[Excerpts of pointing data]
◆ ◆ ◆
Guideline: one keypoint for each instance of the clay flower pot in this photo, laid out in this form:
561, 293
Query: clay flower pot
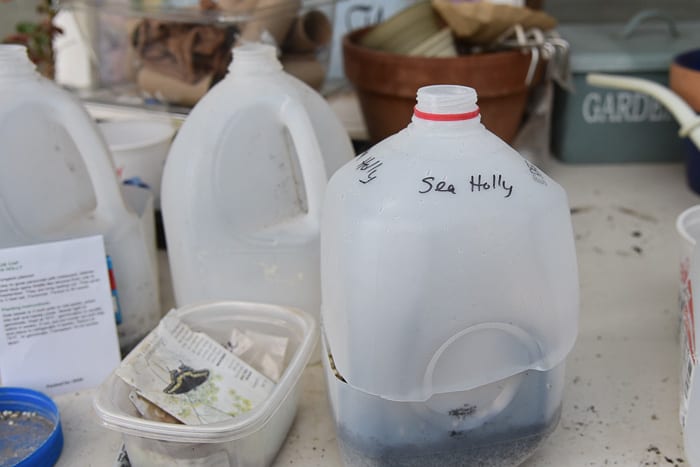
386, 84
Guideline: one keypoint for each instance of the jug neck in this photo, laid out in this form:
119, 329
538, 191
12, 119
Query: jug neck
446, 107
254, 58
15, 63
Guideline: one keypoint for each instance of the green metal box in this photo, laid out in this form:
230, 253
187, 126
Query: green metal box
591, 125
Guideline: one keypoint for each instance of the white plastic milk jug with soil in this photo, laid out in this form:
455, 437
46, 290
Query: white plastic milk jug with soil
450, 294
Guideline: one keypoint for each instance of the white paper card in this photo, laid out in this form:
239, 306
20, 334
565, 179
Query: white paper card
57, 327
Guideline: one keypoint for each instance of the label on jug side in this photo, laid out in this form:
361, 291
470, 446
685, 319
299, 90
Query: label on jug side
368, 167
474, 184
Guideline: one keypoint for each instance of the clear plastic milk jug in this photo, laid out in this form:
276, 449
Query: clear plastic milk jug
57, 181
243, 187
449, 294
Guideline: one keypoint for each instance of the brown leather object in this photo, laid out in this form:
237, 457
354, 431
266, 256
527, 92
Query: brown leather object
187, 52
386, 85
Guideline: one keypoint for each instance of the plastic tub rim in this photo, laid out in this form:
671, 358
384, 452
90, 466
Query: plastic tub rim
239, 427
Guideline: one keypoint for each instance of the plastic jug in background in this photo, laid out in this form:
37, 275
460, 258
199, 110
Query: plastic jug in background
57, 182
243, 187
450, 294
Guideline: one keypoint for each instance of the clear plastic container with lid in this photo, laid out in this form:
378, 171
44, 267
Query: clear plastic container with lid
450, 294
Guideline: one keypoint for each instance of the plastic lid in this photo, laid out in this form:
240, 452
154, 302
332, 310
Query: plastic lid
445, 102
254, 57
31, 445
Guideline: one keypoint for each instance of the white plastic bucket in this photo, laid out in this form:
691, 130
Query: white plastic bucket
139, 149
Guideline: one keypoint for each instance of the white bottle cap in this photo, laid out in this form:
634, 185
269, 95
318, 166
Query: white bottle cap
446, 102
255, 57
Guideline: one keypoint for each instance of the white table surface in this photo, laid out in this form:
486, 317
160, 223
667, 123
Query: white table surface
622, 392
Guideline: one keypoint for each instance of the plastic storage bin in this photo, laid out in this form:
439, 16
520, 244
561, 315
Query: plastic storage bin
166, 54
450, 294
252, 439
58, 182
592, 125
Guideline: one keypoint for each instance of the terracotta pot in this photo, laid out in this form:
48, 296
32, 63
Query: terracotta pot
386, 85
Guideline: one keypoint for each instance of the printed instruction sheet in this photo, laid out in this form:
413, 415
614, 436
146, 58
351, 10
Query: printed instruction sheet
57, 326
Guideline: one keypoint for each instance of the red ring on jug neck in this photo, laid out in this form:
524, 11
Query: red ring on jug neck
446, 117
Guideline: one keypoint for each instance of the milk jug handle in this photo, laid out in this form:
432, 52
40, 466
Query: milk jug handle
313, 171
105, 185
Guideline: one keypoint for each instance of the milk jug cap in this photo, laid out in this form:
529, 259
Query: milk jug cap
446, 103
254, 58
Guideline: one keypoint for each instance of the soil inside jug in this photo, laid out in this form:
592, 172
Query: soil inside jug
507, 439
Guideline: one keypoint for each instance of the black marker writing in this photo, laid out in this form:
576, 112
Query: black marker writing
440, 187
369, 166
484, 183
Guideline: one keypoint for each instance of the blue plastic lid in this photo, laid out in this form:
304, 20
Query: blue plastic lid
38, 441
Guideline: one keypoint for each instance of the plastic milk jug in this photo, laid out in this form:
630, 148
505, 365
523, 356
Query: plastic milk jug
450, 294
58, 182
243, 187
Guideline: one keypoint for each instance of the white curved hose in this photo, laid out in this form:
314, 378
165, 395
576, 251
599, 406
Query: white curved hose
686, 116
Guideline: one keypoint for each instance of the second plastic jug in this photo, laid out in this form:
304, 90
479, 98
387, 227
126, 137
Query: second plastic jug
243, 186
57, 182
450, 294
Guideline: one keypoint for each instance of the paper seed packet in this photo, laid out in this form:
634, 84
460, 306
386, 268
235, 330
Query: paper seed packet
191, 376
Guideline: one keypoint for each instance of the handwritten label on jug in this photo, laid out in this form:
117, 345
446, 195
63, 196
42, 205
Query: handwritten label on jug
475, 184
369, 168
441, 186
535, 172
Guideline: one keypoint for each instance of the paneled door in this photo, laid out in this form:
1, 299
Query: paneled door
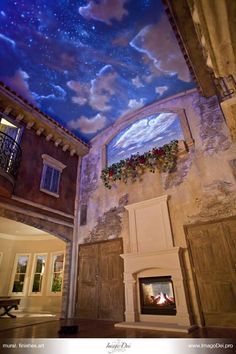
212, 249
100, 281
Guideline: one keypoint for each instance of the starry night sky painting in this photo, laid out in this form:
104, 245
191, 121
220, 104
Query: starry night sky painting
143, 135
86, 63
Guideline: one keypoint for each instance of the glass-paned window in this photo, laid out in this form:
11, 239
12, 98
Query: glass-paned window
40, 263
57, 272
143, 135
20, 273
50, 179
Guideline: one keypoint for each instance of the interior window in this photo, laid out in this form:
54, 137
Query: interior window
40, 263
57, 272
20, 273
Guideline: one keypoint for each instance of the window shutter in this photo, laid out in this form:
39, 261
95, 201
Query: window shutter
55, 181
47, 177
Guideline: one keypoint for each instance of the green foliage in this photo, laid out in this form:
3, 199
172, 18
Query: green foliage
163, 159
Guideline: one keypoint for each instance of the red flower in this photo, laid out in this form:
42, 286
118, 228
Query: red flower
142, 159
111, 172
158, 152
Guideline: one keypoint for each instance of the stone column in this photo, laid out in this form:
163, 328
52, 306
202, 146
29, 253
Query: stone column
131, 311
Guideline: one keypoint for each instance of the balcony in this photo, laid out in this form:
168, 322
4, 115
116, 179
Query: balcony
10, 157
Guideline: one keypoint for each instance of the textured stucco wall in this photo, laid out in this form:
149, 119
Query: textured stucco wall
202, 188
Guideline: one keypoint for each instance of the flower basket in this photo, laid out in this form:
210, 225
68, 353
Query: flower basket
162, 158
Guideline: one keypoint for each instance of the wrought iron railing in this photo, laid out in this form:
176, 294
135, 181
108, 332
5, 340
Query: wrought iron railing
10, 155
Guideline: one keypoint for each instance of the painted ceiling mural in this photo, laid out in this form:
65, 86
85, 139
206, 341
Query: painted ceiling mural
87, 63
143, 135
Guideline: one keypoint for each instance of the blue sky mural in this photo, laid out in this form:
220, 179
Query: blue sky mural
143, 135
87, 63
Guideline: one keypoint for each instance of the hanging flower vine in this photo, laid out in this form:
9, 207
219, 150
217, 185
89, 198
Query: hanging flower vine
163, 159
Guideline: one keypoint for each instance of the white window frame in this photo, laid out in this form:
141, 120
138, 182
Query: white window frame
26, 281
49, 161
31, 292
55, 293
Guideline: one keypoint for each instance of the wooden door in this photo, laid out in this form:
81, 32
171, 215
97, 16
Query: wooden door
87, 306
213, 254
100, 284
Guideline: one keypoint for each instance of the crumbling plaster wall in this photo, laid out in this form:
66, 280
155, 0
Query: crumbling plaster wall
202, 188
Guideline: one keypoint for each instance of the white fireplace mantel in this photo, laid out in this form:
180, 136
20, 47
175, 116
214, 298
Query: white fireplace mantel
149, 225
151, 253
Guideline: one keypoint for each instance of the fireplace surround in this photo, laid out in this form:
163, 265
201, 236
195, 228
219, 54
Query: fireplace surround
157, 296
150, 255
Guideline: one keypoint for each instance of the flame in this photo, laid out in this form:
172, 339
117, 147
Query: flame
160, 299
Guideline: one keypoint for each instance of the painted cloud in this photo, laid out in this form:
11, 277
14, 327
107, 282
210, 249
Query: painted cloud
160, 45
88, 62
88, 125
104, 11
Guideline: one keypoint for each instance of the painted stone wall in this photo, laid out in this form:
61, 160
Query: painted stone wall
202, 188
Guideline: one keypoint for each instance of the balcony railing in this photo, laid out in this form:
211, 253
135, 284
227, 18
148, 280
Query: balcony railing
10, 155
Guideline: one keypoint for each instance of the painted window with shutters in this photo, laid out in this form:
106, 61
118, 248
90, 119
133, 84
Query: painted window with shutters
51, 174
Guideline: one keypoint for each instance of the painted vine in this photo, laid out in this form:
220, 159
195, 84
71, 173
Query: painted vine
163, 158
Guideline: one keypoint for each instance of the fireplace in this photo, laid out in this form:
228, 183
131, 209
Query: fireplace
155, 280
157, 296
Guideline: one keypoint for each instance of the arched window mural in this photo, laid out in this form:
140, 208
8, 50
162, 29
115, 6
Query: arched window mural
143, 135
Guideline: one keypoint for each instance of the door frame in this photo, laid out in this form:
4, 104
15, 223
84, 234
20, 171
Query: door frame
186, 226
78, 267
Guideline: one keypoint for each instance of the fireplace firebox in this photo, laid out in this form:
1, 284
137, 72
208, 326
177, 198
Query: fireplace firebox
157, 296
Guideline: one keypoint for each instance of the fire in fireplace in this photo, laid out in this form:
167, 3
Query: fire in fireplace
157, 296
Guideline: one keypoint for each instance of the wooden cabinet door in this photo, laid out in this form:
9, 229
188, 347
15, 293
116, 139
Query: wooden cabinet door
87, 305
212, 251
111, 287
100, 281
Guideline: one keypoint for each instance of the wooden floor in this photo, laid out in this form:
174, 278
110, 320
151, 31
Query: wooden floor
◆ ◆ ◆
Repeat word for word everything from the line containing "the fireplace firebox" down to the end of the items, including both of those ends.

### ANSWER TO THE EXERCISE:
Guideline: one keypoint for each instance of the fireplace firebox in this photo, laid out in this form:
1, 284
137, 72
208, 326
177, 198
Query: fireplace firebox
157, 296
Guideline: one keypoint for each instance of the fire in fireplace in this photo, laid out in this form:
167, 3
Query: fire in fireplace
157, 296
Guideline: one keypoint for each instance of the wooden cabinet door in this photo, laid out in this form:
9, 229
188, 347
15, 293
116, 139
Query: wooden cabinet door
87, 305
212, 251
111, 287
100, 281
Guideline: one keypoint for each instance of the wooden floor in this photo, laid out in this form:
174, 278
110, 320
151, 31
Query: wooden floor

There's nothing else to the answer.